/---

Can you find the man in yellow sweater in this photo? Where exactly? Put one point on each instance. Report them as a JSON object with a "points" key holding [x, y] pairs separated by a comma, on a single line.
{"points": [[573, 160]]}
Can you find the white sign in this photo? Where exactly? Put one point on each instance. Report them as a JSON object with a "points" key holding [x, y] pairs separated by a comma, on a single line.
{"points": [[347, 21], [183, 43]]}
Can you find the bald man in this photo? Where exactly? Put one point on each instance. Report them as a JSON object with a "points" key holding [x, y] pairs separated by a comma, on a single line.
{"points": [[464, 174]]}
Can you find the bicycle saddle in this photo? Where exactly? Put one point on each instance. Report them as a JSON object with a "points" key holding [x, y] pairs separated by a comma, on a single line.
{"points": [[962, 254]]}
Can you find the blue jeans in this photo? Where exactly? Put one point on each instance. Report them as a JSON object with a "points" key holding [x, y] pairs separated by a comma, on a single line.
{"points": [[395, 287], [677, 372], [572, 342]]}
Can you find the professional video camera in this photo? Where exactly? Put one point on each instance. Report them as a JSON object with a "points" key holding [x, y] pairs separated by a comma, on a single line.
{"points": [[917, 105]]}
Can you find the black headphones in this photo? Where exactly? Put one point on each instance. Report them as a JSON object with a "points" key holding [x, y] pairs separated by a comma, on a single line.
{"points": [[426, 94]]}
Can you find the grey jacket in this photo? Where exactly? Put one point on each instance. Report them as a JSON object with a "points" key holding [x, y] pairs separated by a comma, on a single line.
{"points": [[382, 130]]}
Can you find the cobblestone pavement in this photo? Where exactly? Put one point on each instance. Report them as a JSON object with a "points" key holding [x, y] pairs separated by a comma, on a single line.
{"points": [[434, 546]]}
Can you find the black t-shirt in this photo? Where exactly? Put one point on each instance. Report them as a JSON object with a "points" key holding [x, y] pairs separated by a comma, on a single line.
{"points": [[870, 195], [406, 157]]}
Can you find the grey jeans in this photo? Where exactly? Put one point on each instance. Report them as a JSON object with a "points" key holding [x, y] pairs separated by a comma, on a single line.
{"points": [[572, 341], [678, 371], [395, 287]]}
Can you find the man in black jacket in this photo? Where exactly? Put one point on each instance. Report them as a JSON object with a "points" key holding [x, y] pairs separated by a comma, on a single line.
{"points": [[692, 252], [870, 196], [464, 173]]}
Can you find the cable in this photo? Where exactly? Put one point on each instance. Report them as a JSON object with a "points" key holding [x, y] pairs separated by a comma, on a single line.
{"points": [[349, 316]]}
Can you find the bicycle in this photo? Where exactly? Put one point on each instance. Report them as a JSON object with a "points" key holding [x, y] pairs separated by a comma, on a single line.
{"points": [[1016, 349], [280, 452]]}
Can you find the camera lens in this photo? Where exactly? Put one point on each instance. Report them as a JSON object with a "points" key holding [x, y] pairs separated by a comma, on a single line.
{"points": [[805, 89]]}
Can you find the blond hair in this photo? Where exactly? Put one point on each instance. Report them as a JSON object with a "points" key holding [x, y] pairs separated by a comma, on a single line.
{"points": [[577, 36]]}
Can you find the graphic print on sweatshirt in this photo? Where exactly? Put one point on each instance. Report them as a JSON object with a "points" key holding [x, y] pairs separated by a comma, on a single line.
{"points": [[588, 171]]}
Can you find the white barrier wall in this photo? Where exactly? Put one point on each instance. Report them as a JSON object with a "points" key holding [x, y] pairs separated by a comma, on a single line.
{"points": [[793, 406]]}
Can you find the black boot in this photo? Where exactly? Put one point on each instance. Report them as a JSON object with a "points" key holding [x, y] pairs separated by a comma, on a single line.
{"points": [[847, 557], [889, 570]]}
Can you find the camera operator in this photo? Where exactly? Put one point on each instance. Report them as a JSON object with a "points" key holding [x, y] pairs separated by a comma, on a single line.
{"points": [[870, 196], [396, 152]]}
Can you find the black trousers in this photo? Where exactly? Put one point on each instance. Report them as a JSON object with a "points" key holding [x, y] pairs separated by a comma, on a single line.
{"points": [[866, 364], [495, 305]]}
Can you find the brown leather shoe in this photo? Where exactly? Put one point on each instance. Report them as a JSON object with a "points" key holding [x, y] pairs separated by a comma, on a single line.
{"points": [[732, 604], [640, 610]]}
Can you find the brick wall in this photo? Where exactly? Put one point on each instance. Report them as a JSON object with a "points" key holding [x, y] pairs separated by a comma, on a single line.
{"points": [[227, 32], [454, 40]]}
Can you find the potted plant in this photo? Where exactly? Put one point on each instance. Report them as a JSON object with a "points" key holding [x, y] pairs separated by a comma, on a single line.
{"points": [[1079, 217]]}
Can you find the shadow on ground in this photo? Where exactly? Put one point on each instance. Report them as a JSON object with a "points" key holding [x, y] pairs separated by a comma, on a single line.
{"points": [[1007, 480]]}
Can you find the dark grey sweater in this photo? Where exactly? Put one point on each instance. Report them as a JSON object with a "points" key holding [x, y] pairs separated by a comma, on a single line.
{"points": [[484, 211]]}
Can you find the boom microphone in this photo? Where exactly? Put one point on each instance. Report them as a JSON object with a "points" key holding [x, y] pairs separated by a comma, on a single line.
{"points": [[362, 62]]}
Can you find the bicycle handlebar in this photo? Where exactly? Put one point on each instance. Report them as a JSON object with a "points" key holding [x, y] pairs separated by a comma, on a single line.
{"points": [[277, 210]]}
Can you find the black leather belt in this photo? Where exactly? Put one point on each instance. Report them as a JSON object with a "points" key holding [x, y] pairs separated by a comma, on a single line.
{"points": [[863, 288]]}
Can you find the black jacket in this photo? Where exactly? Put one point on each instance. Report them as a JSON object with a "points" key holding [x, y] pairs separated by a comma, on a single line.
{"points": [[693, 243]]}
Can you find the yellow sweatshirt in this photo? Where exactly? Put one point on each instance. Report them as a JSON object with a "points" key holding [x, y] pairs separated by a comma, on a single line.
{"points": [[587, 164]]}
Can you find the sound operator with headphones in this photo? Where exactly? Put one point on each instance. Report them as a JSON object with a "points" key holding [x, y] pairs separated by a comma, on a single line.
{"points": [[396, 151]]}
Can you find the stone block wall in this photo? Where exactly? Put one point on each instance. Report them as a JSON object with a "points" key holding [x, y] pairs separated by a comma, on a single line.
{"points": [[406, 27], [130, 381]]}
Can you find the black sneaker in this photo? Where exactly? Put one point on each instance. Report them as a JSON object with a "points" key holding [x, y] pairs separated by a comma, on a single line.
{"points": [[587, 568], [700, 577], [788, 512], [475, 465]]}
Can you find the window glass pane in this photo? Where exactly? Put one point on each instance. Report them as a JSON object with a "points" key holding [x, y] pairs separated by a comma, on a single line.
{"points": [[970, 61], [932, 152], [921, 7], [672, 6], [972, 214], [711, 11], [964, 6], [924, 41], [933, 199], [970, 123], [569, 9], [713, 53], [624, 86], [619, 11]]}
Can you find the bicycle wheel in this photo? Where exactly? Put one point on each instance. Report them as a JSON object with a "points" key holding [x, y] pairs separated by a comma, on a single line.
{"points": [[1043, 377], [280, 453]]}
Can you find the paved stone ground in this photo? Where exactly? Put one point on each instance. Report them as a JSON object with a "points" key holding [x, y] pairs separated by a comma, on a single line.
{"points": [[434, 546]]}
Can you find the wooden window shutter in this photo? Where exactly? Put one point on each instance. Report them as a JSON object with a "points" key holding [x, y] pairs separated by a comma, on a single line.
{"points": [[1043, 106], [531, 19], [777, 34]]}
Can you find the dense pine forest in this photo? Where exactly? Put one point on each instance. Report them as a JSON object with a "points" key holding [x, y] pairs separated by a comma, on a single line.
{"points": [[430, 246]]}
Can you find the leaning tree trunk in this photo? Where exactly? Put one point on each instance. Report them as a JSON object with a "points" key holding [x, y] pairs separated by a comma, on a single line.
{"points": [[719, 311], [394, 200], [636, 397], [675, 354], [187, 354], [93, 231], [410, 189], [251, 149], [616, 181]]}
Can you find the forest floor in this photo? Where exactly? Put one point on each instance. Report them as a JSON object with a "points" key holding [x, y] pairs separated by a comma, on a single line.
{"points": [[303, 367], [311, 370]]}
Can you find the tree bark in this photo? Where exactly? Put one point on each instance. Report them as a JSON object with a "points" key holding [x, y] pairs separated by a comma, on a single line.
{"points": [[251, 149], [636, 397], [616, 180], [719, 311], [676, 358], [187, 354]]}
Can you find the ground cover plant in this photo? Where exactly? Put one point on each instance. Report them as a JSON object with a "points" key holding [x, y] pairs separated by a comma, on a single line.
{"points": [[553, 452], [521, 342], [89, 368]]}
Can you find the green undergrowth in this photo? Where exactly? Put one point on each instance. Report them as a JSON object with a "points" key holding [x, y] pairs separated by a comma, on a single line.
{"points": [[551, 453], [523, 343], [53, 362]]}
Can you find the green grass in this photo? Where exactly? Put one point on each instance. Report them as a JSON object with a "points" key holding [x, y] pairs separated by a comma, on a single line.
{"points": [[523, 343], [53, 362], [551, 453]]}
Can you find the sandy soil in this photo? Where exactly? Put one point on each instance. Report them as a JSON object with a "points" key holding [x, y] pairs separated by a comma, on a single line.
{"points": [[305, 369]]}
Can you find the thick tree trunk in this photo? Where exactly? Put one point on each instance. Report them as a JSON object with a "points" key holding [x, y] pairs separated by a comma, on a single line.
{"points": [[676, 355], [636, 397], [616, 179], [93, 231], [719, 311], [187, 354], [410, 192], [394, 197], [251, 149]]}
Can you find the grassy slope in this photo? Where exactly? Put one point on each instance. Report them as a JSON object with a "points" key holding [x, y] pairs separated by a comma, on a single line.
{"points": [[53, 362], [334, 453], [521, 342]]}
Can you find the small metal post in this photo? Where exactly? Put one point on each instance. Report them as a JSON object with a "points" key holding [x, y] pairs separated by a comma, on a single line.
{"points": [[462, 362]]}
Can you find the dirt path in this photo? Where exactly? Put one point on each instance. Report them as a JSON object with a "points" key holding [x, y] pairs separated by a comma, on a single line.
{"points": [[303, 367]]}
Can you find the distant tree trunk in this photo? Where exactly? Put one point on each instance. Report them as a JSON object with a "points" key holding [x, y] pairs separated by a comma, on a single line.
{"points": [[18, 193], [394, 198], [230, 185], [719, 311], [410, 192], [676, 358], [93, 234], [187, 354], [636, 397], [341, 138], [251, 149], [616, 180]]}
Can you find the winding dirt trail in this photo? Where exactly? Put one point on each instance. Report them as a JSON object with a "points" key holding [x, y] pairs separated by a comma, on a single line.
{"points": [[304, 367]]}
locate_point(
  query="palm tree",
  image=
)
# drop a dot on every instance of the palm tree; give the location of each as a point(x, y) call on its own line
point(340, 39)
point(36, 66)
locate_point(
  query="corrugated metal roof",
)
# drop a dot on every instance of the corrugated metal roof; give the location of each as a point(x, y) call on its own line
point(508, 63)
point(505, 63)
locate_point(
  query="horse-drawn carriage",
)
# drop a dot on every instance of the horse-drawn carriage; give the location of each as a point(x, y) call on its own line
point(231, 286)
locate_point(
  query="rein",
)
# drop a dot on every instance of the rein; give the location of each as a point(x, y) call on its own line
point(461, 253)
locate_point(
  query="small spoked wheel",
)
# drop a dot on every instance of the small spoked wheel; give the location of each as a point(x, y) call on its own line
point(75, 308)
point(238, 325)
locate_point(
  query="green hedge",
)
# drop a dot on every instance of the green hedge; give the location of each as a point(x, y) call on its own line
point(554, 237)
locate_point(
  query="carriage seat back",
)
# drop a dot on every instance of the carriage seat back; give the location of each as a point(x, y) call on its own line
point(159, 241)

\---

> Written problem
Could you reproduce, character for character, only the data between the line holding "Can you find the winding" and the line holding "point(231, 286)", both of those lines included?

> Written response
Can you find the winding dirt trail in this photo? Where exactly? Put one point on each instance. Report them as a JSON object with a "points" key holding [x, y] pairs separated by a comma, on a single line.
{"points": [[304, 367]]}
locate_point(
  query="palm tree",
  image=
)
# drop a dot on every instance of the palm tree; give the location of each as a point(x, y) call on its own line
point(340, 39)
point(36, 66)
locate_point(
  query="corrugated metal roof",
)
# drop a dot on every instance of the corrugated metal roof; give the location of each as a point(x, y) call on its own line
point(508, 63)
point(505, 63)
locate_point(
  query="horse-drawn carriage",
)
# drop a dot on every instance of the horse-drawn carriage; give the location of each as a point(x, y) call on its own line
point(231, 286)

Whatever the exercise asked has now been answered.